TO BE DONE: Put the stretch of material from the line containing "Inventory check — is any orange" through the line containing "[[559, 242, 583, 274]]" into a numbered list, leaving out any blank lines.

=== DATA ROWS ===

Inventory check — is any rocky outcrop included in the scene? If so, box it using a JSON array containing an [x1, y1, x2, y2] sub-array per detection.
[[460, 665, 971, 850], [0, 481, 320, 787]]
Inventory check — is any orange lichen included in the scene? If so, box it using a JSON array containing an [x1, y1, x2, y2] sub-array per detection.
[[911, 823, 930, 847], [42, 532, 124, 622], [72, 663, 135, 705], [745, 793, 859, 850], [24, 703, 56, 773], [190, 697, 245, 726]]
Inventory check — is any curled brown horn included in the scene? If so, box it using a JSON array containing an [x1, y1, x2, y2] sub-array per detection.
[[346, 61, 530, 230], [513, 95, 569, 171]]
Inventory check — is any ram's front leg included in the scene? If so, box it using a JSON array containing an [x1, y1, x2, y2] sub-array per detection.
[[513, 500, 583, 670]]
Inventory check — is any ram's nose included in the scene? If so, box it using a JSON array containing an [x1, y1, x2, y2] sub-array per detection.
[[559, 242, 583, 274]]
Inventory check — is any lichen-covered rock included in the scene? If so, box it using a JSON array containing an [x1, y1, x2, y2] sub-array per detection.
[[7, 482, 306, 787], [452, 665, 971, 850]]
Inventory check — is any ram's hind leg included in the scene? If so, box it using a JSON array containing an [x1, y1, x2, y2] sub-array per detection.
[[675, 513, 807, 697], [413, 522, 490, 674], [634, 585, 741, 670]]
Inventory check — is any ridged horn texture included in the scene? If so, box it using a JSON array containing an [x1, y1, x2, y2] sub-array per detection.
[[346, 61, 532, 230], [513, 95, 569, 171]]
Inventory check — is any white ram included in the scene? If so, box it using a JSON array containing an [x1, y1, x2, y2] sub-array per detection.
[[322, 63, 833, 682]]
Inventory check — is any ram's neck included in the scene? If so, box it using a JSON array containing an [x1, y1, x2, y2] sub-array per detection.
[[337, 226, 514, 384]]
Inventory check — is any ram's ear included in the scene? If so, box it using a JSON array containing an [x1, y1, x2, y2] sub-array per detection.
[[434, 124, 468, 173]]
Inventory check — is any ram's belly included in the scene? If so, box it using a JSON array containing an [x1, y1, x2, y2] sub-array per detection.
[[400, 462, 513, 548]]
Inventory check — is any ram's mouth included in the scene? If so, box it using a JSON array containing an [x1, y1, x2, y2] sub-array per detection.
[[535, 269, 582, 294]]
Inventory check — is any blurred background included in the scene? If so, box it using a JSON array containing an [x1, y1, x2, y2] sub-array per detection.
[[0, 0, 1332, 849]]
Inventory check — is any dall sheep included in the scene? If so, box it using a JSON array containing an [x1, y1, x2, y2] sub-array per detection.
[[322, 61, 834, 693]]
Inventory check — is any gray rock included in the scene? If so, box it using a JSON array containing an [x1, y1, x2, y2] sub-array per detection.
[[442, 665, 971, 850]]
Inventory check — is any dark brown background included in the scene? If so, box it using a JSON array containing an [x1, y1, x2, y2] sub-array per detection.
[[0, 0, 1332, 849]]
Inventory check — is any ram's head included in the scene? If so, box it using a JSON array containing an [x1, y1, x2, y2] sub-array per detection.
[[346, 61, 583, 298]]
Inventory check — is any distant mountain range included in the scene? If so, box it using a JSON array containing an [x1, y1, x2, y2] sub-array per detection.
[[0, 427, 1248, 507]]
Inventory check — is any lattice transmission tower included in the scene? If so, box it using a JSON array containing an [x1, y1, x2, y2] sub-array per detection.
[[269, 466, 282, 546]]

===
=== DATA ROWS ===

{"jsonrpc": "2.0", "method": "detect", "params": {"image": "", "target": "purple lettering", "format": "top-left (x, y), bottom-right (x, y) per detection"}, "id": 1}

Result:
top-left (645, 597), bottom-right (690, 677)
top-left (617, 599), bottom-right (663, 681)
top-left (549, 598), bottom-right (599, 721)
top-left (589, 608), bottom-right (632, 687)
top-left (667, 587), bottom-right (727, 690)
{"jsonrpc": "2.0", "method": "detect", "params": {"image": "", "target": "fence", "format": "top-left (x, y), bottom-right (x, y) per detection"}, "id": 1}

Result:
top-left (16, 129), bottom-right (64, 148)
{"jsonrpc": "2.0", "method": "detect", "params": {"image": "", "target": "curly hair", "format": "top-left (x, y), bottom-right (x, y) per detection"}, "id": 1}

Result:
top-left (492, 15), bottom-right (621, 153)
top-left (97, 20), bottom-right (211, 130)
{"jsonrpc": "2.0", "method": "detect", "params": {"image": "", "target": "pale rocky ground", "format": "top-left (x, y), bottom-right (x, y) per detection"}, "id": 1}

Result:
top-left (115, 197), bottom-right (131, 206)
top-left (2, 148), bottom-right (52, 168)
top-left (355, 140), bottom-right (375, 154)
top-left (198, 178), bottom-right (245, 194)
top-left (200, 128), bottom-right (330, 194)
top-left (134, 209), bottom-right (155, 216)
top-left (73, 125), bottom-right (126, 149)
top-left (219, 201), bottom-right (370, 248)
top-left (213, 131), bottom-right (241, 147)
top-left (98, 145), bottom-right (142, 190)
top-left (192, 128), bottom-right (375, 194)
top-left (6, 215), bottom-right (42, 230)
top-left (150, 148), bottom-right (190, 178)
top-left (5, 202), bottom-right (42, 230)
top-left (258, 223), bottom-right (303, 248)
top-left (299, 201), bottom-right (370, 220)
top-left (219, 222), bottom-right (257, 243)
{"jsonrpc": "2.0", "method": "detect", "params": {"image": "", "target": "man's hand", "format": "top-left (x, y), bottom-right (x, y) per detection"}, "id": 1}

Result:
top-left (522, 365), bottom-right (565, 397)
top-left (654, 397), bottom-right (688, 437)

===

ANSWER FOR THE TASK:
1. Inventory check — is any orange lichen included in the scene? If so, box it using a JSON array containing an [x1, y1, x2, y2] sub-array per detection.
2. [[911, 823, 930, 847], [42, 532, 124, 622], [72, 663, 135, 705], [745, 793, 859, 850], [24, 703, 56, 773], [190, 697, 245, 726]]
3. Inventory check — is any curled brown horn included in the scene? If so, box it using a JSON array containing an [x1, y1, x2, y2] sub-array per detection.
4. [[346, 61, 530, 230], [513, 95, 569, 171]]
5. Inventory check — is any ram's front leg included in the scene? If so, box it using a JSON array containing an [x1, y1, x2, y2] sub-array per detection.
6. [[513, 500, 583, 670]]
7. Inventory check — is any ram's nose included in the scene? If so, box it using a JSON array containing an [x1, y1, x2, y2] sub-array per detection.
8. [[559, 242, 583, 274]]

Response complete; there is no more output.